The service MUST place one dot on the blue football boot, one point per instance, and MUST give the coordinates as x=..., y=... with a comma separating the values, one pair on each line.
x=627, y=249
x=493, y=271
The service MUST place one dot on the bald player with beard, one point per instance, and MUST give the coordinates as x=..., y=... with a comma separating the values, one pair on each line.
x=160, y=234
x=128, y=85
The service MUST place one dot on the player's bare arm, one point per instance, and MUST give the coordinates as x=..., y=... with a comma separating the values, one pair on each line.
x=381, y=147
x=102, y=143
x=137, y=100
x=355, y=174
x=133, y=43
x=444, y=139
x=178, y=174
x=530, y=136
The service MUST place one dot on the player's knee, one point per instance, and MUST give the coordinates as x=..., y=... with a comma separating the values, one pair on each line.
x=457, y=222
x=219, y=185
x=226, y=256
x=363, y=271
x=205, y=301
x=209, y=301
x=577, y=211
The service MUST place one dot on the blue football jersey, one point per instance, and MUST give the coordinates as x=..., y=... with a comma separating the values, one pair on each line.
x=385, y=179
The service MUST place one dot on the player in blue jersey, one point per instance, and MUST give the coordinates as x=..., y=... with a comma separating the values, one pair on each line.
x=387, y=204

The problem: The lines beginning with the one that holds "The service MUST place one dot on the player in" and ending with the last line of the data above are to be reproduced exactly, and nothing else.

Written answer:
The service MUST place one dot on the player in blue jersey, one point per instance, and MUST give the coordinates as x=..., y=... with a comma separating the values, one pair on each line.
x=387, y=204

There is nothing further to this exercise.